══ Texto para analizar

Mientras caminábamos al teatro apareció de repente una mujer con cara de pocos amigos. ¿Usted es el dueño del carro gris? Me preguntó entre furiosa y afanada. Se llama El Enmascarado de Plata, le contesté para buscarle la comba al palo. Fue peor. “Son quince mil, y se pagan por adelantado”. ¿Cómo así? “Pues esa es la tarifa que tenemos aquí para los que van al teatro”. ¿Ah sí? ¿Y cómo, quién la puso?, le pregunté.
La conversación se tensó sin remedio. Me negué a pagarle, sobre todo por la manera como me cobraba y por tal cual advertencia que había dejado deslizar entre las brasas de su furia. Se conoce que todo el mundo le paga y ya. Entonces me fui mientras seguía diciendo cosas. Mi mujer, conciliadora y práctica como es, me reprochó la decisión. No son los quince mil, le expliqué, es el tonito y la arbitrariedad. Pero en especial, el tonito.
Ya sentados en nuestros puestos, no podía dejar de pensar en El Enmascarado. Volví y para entonces lo rodeaban más carros. Lo saqué de allí como pude, y por uno de esos gestos de los dioses, alguien salía del parqueadero oficial justo en el momento en que yo empezaba a dar vueltas otra vez, de modo que pude estacionar y recibir un tiquete y sentirme feliz con mi pequeño triunfo contra la arbitrariedad y la lucha urbana. Cuando le conté a la empleada que me atendió, me explicó que no se puede hacer nada y que el teatro lo ha intentado, pero es peor.
Aunque parezca mentira, pocos días después me sucedió algo de similar naturaleza en un consultorio médico particular muy reputado, al que no tuve más remedio que ir porque mi EPS no me asigna todavía la cita que necesito. Aparte de la astronómica suma de la consulta que ya estaba dispuesto a pagar, lo increíble fue que la secretaria me dijo que solo aceptaban efectivo. Quedé de piedra. Ni tarjetas débito, ni crédito, ni transferencias, ni nada de nada. Menos una factura. Apenas un recibo. Aquí abajo hay un cajero me dijo. Y podría asegurar que me lo dijo con un tonito pariente cercano al de la señora furiosa del teatro. Entonces me negué y me marché, no sin antes manifestar, lo más contenida pero enfáticamente, mi total desacuerdo.
Esta vez mi mujer me apoyó. Y camino al parqueadero me ensombrecí por el país en el que vivo y al que amo, en donde todo el mundo hace lo que se le da la gana, desde los que se adueñan del espacio público de las calles hasta los conspicuos doctores con las paredes llenas de posgrados.

════
══ Entradas extraídas

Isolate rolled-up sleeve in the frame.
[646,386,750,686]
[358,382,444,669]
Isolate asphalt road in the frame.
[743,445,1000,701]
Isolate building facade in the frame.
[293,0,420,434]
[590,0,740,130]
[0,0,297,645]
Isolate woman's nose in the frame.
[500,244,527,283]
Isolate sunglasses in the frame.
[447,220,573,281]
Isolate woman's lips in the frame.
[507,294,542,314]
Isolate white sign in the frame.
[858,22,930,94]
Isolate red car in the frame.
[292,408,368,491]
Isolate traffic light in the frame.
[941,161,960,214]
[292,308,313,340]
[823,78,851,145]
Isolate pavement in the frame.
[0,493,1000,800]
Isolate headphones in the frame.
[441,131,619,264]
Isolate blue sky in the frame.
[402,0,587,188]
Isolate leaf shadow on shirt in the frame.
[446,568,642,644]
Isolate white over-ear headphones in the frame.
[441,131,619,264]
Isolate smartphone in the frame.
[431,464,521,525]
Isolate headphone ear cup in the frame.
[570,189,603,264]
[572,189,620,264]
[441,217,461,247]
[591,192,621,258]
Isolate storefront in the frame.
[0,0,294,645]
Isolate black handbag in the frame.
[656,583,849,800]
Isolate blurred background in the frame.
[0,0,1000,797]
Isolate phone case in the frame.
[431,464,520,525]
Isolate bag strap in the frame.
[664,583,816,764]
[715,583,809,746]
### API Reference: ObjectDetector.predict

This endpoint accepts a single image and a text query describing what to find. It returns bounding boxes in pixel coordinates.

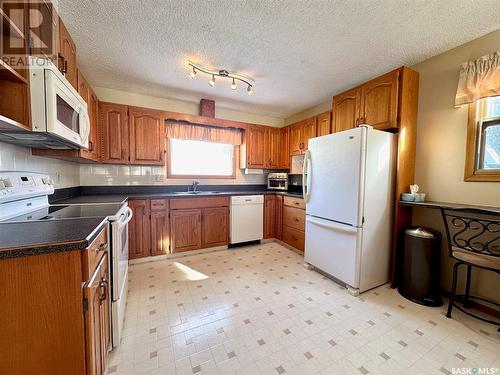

════

• _Qué entregar_: Reproduce sin cambios el fragmento del texto sobre los cobros arbitrarios que empieza con "Ya sentados en" y sigue hasta "pero es peor.".

• _Resultado del ejercicio_:
Ya sentados en nuestros puestos, no podía dejar de pensar en El Enmascarado. Volví y para entonces lo rodeaban más carros. Lo saqué de allí como pude, y por uno de esos gestos de los dioses, alguien salía del parqueadero oficial justo en el momento en que yo empezaba a dar vueltas otra vez, de modo que pude estacionar y recibir un tiquete y sentirme feliz con mi pequeño triunfo contra la arbitrariedad y la lucha urbana. Cuando le conté a la empleada que me atendió, me explicó que no se puede hacer nada y que el teatro lo ha intentado, pero es peor.